** Data section follows **

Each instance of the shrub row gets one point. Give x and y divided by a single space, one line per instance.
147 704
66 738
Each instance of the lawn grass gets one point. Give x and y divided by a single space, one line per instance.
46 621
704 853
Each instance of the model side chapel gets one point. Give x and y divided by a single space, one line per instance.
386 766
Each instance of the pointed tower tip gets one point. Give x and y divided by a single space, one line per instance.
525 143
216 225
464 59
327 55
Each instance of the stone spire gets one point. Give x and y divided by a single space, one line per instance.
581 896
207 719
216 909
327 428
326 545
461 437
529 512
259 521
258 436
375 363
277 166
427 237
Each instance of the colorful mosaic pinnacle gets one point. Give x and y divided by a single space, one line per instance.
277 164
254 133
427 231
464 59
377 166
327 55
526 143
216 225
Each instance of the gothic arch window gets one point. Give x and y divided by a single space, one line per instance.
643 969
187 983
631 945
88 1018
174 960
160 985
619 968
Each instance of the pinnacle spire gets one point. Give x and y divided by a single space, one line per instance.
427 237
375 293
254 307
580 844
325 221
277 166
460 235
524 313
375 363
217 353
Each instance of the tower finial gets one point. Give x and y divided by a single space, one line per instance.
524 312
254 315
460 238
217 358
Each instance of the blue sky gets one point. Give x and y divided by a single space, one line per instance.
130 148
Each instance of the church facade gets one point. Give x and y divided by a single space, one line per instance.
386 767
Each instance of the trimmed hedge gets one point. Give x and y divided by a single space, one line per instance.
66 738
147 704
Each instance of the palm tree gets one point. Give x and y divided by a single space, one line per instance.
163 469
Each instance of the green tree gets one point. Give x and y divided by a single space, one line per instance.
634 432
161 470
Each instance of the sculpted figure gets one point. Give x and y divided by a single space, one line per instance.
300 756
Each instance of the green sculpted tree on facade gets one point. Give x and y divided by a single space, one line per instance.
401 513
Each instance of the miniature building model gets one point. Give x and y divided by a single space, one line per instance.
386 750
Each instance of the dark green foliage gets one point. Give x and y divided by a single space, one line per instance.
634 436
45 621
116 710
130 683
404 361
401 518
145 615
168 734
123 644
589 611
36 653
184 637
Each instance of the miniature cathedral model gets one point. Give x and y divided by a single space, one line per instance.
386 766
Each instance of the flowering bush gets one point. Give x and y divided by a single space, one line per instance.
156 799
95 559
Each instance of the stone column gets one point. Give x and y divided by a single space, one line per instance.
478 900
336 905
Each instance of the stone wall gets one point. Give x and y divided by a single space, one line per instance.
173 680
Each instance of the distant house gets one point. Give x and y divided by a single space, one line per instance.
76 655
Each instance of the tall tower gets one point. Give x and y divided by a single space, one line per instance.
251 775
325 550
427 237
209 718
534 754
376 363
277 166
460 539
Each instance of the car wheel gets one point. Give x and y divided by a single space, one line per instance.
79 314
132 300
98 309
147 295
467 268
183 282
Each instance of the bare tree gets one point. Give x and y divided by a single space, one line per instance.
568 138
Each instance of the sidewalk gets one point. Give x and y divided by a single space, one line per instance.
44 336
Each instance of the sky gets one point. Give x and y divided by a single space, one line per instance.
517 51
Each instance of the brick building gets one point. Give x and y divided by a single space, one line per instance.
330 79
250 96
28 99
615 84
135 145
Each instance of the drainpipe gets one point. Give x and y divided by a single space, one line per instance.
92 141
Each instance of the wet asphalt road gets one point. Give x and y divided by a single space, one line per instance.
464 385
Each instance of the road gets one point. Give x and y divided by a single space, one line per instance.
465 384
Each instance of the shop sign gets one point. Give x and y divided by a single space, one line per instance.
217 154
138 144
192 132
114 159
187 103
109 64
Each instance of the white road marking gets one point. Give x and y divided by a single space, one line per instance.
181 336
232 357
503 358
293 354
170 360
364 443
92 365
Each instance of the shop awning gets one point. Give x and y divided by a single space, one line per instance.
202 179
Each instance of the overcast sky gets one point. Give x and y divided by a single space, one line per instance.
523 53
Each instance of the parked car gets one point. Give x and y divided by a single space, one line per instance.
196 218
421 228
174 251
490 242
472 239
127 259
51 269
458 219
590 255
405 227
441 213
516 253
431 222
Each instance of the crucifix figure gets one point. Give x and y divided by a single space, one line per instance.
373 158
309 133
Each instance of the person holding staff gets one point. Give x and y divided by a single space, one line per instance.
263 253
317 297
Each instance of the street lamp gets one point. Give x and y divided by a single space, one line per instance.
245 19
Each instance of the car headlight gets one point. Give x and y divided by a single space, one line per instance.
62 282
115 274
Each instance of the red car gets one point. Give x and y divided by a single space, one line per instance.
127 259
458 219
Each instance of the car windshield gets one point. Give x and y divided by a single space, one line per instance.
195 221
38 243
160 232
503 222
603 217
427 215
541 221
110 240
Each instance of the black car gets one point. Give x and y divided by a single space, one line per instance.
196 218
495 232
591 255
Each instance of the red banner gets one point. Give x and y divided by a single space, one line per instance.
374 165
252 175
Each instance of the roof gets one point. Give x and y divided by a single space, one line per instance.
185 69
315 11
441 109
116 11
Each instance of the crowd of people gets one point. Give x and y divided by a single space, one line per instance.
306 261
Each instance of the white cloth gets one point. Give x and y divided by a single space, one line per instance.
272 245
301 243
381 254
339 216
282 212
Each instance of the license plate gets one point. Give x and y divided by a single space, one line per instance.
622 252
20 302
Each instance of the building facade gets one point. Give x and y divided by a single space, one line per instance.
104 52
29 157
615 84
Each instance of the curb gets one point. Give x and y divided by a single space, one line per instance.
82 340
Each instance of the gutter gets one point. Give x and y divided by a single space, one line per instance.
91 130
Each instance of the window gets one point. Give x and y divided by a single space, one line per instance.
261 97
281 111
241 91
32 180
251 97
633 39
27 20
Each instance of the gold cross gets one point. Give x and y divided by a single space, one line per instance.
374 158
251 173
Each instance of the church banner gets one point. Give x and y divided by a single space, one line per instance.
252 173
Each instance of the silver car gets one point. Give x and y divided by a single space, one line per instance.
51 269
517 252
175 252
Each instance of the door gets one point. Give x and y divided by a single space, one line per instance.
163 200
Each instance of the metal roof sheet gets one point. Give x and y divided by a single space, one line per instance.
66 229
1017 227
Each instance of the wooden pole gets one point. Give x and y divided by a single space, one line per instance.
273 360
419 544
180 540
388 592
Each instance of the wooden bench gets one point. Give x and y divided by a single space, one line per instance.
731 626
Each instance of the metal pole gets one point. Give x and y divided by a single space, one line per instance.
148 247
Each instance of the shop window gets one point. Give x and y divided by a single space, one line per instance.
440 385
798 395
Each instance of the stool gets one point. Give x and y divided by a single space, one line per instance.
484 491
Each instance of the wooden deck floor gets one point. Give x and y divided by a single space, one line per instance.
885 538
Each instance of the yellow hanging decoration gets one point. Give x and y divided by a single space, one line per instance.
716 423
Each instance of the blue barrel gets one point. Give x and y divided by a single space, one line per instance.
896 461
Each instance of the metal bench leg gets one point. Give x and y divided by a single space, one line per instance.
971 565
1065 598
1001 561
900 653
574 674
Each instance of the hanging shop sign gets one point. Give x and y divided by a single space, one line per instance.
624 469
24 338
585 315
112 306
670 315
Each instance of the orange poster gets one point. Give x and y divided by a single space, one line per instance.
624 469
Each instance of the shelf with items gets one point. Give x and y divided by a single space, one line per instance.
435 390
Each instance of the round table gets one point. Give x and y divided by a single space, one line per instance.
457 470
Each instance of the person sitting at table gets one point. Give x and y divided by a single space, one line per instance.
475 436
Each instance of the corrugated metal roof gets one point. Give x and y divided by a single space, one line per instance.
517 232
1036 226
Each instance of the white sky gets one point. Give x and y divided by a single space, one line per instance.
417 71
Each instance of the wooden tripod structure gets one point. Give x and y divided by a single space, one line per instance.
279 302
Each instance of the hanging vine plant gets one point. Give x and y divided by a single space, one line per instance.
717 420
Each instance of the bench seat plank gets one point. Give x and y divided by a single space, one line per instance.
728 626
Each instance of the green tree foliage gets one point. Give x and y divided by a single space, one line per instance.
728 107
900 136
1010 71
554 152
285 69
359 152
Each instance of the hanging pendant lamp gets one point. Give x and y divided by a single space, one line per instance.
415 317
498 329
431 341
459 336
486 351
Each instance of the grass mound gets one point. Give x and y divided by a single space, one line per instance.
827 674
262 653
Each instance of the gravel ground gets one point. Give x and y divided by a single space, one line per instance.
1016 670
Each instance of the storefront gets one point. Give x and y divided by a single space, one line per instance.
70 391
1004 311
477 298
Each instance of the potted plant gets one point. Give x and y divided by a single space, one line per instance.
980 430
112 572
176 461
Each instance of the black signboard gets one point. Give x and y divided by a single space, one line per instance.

** End of Data section **

> Task to carry out: Write out word for word every line from the one containing "Each instance of the storefront" through the last line of the data, and no other line.

> Solution:
Each instance of the storefront gets one point. Give x and y divided by a single space, one line per instance.
70 391
1004 311
477 298
Each instance of the potted plant gets one point. Give x and y divided by a single space, one line per instance.
980 430
112 572
176 461
Each instance of the black signboard gets one point. Give x and y divided by a single space, one line per instance.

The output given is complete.